Complete o seguinte
a) Reescreva o trecho do texto sobre o mercado de seguros que começa com "O mercado de seguros e resseguros" e termina com "PIB do País.", trocando "crescimento significativo" por "crescimento expressivo".
b) No texto sobre o mercado de seguros, qual parcela do mercado regional o Brasil representa?
c) Continue o texto sobre o mercado de seguros a partir da última frase apresentada.

O Brasil passou por um período de
aquecimento na área de infraestrutura nos últimos anos e o mercado
de seguros de Grandes Riscos acompanhou essa guinada, especialmente
no que diz respeito aos riscos de Engenharia. Porém, com recente
declínio econômico no País e as denúncias de corrupção envolvendo
empreiteiras, esse mercado parece ter arrefecido. A realidade de
2015 traz questionamentos sobre quais serão os próximos passos do
mercado de seguros para conseguir manter estável uma carteira que
está diretamente a estes caminhos.
O mercado de seguros e resseguros
na América Latina tem apresentado crescimento de dois dígitos nos
últimos anos, diferente dos “mercados maduros”. Bom exemplo é o
Brasil, que representa aproximadamente 50% do mercado regional, e
atingiu crescimento significativo nos últimos cinco anos, com
dinâmica independente da evolução do PIB do País.
Com isso, cada companhia de seguros
tem utilizado suas próprias maneiras de desenvolver os programas.
“No modelo de negócio da AGCS, a estratégia é regional. Portanto,
mesmo que o Brasil passe por momentos de crise, conseguimos
continuar atuando e crescendo nos países vizinhos”, acredita
Patricia Marzullo, diretora regional de Engenharia para a América
do Sul da AGCS.
Apesar das instabilidades, o
otimismo prepondera porque países como México, Colômbia e Peru, e
em alguma medida Chile, vêm experimentando crescimento de emprego e
renda, expansão da classe média e presença de SMEs (dinheiro
europeu) na economia, o que é positivo para o mercado de seguros e
resseguros em geral. Isso não quer, necessariamente, dizer que as
companhias têm deixando de investir em Grandes Riscos no Brasil,
mas que parecem estar mais cautelosas.

Linhas listadas
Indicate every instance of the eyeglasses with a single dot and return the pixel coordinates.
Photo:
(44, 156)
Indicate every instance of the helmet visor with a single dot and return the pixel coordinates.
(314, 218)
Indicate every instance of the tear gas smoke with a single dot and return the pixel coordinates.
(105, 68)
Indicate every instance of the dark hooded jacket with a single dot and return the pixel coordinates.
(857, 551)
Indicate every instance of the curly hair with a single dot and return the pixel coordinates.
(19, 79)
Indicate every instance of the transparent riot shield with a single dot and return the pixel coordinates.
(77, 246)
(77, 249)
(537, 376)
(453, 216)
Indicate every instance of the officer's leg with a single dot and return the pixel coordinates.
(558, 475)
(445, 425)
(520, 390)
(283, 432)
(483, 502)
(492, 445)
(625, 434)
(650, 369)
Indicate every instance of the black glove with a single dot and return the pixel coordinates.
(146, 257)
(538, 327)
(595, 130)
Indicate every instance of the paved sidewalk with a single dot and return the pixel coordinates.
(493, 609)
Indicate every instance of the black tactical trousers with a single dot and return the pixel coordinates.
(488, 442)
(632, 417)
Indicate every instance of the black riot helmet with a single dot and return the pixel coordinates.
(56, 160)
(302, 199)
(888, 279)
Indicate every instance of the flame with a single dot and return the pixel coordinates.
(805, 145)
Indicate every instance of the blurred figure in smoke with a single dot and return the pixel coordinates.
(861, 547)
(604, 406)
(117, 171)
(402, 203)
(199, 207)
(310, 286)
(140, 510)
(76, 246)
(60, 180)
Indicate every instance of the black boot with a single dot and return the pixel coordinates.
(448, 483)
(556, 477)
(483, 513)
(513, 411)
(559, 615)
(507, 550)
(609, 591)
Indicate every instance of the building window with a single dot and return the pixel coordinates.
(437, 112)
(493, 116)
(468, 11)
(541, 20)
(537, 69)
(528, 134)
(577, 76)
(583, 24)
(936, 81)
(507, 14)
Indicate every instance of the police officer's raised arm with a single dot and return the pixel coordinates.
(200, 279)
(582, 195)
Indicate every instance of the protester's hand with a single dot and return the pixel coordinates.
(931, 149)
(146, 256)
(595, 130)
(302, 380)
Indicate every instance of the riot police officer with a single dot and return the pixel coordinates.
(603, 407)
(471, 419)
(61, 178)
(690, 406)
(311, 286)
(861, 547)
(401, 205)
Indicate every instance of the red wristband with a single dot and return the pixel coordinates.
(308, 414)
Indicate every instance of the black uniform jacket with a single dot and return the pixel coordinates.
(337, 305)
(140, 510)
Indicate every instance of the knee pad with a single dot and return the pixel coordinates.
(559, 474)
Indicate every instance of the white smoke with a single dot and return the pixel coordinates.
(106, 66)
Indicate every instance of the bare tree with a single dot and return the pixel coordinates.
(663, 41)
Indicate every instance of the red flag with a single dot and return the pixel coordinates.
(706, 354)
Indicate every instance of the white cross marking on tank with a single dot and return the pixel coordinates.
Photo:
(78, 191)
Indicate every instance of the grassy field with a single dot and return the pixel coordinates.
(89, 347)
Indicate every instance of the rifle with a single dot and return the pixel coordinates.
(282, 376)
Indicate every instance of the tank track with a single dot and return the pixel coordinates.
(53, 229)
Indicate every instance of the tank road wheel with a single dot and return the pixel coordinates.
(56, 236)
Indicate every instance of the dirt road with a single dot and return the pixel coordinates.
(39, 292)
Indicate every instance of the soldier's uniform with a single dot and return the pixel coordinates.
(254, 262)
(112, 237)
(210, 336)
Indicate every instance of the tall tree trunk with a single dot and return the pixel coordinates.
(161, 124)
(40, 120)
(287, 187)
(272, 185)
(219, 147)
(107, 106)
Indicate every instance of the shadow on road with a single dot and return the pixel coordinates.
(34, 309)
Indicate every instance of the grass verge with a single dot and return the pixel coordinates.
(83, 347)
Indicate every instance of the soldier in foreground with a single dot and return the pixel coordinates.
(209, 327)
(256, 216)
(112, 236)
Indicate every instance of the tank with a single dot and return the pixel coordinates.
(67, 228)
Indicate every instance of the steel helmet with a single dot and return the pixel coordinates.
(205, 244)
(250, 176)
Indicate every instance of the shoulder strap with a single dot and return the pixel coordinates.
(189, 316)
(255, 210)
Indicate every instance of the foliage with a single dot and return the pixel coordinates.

Exercícios resolvidos
a)
O mercado de seguros e resseguros
na América Latina tem apresentado crescimento de dois dígitos nos
últimos anos, diferente dos “mercados maduros”. Bom exemplo é o
Brasil, que representa aproximadamente 50% do mercado regional, e
atingiu crescimento expressivo nos últimos cinco anos, com
dinâmica independente da evolução do PIB do País.

b) Aproximadamente 50% do mercado regional.

c)
Maurício Masferrer, diretor
executivo de P&C, Entretenimento e M&A da corretora AON,
lembra que embora os riscos de Engenharia sejam parte importante,
há outras áreas que beneficiam o ramo. Há toda a parte industrial
que demanda colocações de grande porte e resseguro, como as
siderurgias, minerações etc. e, de acordo com o executivo, essa
parte continua demandando como sempre demandou. “De qualquer forma,
o setor sofre um pouco com isso. O país não vai parar de crescer.
Tivemos uma interrupção, mas esperamos uma gradual melhora em 2016
e 2017, principalmente na questão industrial e na construção de
estradas e portos”, acredita.
Em época de crise, outro fator que
pode ser determinante para o mercado é a legislação. A brasileira
faz pouca diferenciação efetiva de clausulado entre o que é risco
massificado, pequeno ou o grande risco. Muitas vezes eles têm o
mesmo tratamento jurídico quando são formas de contratação
diferentes. “Uma coisa é a contratação massificada, na qual o
segurado não tem muito acesso à possibilidade de modificação, outra
coisa são os grandes riscos que, muitas vezes precisam ser objeto
de extensa legislação e análise. Mas o tratamento parece ser o
mesmo”, conta Marcia Cicarelli Barbosa de Oliveira, sócia da JBO
Advocacia. O controle da Susep também entra na fala da advogada
como sendo, em certos casos, “excessivo”. Ela lembra que essa
regulação é importante e legítima, mas que pode acabar engessando o
mercado e impedindo que os clausulados sejam mais flexíveis e, por
isso, mais adequados a cada caso. “Na Espanha, por exemplo, há uma
clara distinção na liberdade que se dá às empresas para elaborarem
as condições da apólice, assim como no Chile a partir de um
determinado valor de apólice. Tratar os contratos respeitando suas
diferenças é uma tendência mundial”, compara.
Os números computados pela Susep
sobre a carteira vão até março desse ano e tem indicativos de que
alguns negócios na área de riscos de engenharia estão caminhando,
provavelmente obras iniciadas ou em negociação. “No segundo
semestre a gente ainda vê o mercado de engenharia com
acontecimentos, mas temos percebido a demora no início de obras.
Não sabemos quando elas realmente começarão”, destaca Felipe Smith,
diretor Executivo de Produtos Pessoa Jurídica da Tokio Marine.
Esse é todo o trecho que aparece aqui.